■ Instructions for the task: The result should be the lines from the one holding "Pick out the doorway." to the final line of the records, retyped exactly.

■ Data for this exercise:
───

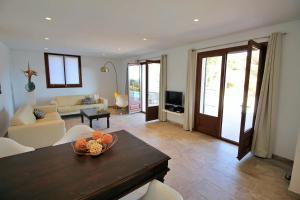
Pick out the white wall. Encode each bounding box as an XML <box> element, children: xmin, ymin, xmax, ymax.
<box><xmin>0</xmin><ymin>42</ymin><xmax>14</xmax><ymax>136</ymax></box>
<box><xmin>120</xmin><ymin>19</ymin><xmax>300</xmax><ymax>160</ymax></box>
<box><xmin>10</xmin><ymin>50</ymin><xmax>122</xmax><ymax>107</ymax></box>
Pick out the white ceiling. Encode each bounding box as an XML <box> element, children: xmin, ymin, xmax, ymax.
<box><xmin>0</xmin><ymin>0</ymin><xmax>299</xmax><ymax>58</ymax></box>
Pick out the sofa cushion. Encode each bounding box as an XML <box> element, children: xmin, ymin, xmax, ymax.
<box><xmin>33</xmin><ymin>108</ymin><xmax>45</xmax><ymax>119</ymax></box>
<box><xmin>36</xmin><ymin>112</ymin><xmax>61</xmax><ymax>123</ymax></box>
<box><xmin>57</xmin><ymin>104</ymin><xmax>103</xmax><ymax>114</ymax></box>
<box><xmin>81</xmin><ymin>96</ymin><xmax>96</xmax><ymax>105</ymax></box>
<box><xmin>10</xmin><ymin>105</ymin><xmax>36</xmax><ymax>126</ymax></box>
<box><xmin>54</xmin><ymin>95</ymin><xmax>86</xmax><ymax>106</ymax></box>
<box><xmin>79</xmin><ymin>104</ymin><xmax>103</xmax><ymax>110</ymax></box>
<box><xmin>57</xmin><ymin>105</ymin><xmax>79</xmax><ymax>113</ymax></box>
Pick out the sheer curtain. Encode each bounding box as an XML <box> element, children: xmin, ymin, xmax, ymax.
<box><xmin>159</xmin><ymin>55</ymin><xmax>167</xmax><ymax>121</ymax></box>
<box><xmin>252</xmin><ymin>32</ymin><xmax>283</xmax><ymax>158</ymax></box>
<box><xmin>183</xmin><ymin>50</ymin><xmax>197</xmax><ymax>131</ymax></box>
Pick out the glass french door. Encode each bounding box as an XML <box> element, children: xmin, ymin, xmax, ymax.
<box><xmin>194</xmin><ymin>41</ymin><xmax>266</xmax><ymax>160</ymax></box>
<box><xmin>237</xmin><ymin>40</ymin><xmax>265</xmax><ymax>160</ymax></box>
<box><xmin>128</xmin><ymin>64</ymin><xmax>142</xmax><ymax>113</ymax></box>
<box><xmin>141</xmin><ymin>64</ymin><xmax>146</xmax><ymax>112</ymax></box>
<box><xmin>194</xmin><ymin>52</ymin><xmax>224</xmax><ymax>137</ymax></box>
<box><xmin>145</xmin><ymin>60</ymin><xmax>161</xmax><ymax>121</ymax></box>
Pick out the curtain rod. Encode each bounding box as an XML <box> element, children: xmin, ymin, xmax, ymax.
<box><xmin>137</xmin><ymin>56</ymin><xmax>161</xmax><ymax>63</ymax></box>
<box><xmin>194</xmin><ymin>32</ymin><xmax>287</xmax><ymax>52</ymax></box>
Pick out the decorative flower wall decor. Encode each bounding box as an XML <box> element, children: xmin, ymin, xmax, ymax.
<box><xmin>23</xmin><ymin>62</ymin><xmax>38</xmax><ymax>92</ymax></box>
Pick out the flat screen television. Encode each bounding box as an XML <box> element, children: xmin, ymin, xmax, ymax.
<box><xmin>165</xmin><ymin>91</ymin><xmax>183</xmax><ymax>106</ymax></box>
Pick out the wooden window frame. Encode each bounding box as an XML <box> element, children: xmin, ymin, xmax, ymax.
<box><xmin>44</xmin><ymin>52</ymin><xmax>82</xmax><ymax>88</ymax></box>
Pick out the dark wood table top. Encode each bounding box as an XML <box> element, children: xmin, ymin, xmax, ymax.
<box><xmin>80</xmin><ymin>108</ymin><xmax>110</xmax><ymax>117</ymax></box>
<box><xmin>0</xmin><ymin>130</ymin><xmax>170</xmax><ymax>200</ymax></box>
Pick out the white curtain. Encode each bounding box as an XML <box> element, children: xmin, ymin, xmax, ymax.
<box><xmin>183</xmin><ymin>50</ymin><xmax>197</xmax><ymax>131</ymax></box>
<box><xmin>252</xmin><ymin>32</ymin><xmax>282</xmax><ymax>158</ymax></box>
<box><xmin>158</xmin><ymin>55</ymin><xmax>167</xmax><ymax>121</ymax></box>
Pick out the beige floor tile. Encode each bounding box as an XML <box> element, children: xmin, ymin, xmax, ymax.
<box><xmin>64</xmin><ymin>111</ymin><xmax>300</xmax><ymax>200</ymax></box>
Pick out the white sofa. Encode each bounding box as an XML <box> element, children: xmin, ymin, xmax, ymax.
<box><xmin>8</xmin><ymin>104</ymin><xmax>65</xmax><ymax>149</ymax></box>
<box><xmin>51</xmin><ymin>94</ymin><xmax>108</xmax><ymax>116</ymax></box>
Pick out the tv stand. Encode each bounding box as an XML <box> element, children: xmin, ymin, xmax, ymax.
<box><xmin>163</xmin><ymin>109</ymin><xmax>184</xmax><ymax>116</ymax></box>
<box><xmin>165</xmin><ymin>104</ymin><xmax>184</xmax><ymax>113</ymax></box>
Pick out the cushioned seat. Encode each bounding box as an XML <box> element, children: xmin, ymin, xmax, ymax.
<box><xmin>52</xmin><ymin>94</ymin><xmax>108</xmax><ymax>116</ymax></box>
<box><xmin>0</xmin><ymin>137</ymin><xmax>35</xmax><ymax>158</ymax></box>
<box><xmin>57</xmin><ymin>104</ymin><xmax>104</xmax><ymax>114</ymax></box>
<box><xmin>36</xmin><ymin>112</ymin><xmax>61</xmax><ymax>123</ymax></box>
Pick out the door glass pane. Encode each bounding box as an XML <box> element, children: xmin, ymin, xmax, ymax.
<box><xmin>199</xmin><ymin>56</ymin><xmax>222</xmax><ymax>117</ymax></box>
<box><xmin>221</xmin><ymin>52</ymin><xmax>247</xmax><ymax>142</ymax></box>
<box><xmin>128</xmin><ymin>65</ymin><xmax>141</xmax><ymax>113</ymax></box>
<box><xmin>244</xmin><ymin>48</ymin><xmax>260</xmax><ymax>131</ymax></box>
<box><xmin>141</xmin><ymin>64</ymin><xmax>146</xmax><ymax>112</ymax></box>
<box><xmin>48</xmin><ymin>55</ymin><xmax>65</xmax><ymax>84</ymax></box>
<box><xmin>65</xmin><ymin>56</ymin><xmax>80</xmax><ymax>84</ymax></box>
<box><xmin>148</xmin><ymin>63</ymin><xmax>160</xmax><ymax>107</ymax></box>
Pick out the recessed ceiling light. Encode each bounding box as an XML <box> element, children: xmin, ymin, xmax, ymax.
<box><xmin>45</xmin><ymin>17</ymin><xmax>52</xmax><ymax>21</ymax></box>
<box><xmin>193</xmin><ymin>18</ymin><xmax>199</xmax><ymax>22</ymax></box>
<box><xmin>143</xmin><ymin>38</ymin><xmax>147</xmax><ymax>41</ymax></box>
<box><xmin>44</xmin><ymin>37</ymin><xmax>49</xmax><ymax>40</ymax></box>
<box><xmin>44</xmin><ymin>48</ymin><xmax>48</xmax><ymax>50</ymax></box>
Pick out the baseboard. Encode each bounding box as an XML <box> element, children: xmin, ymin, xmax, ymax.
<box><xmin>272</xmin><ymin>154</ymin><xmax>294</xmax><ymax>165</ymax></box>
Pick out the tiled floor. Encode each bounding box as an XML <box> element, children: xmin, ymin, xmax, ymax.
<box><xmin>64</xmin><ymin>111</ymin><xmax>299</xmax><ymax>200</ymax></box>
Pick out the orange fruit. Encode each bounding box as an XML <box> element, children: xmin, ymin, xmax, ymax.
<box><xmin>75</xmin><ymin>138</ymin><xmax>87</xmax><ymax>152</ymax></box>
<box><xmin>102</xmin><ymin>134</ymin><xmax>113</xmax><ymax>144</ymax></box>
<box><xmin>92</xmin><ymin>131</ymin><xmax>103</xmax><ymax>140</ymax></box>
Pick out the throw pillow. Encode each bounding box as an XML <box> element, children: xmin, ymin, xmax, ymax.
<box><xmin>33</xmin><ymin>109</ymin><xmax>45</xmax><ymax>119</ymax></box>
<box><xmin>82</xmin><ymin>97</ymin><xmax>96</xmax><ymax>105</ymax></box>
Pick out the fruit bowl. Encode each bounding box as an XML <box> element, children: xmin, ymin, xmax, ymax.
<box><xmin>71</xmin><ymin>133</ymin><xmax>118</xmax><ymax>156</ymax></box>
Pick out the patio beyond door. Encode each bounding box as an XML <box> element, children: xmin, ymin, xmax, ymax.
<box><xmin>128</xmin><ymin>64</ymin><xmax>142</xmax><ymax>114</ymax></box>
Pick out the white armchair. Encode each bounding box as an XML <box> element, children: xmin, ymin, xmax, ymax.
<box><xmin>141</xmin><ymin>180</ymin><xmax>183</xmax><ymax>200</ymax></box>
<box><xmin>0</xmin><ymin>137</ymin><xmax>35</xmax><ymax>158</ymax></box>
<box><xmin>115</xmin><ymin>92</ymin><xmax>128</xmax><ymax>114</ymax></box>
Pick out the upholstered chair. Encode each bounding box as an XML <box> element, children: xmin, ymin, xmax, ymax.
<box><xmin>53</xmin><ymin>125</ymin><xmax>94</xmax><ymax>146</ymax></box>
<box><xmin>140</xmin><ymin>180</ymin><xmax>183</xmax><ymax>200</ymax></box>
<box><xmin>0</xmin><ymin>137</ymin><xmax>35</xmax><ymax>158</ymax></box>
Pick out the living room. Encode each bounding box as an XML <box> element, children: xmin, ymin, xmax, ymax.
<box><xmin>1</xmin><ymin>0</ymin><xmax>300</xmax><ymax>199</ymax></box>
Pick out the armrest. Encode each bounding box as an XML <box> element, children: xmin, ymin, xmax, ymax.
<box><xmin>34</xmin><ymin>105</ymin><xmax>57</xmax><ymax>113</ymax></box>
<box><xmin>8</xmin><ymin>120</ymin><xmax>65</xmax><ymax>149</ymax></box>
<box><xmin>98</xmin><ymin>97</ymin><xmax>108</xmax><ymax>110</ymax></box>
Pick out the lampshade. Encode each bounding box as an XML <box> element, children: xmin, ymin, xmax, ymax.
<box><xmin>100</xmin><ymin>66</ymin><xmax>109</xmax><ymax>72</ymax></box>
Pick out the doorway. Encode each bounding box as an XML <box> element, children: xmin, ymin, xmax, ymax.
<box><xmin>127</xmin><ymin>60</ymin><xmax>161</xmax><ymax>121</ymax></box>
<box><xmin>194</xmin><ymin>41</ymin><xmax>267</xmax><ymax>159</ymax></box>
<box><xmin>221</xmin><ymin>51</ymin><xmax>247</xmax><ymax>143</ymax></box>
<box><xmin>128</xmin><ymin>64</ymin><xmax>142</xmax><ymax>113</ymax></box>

───

■ Exercise solution:
Pick out the doorway. Encode each bounding box as an XML <box> element, children: xmin, ymin, xmax, ymax.
<box><xmin>127</xmin><ymin>60</ymin><xmax>161</xmax><ymax>121</ymax></box>
<box><xmin>194</xmin><ymin>41</ymin><xmax>267</xmax><ymax>159</ymax></box>
<box><xmin>221</xmin><ymin>51</ymin><xmax>247</xmax><ymax>143</ymax></box>
<box><xmin>128</xmin><ymin>64</ymin><xmax>142</xmax><ymax>113</ymax></box>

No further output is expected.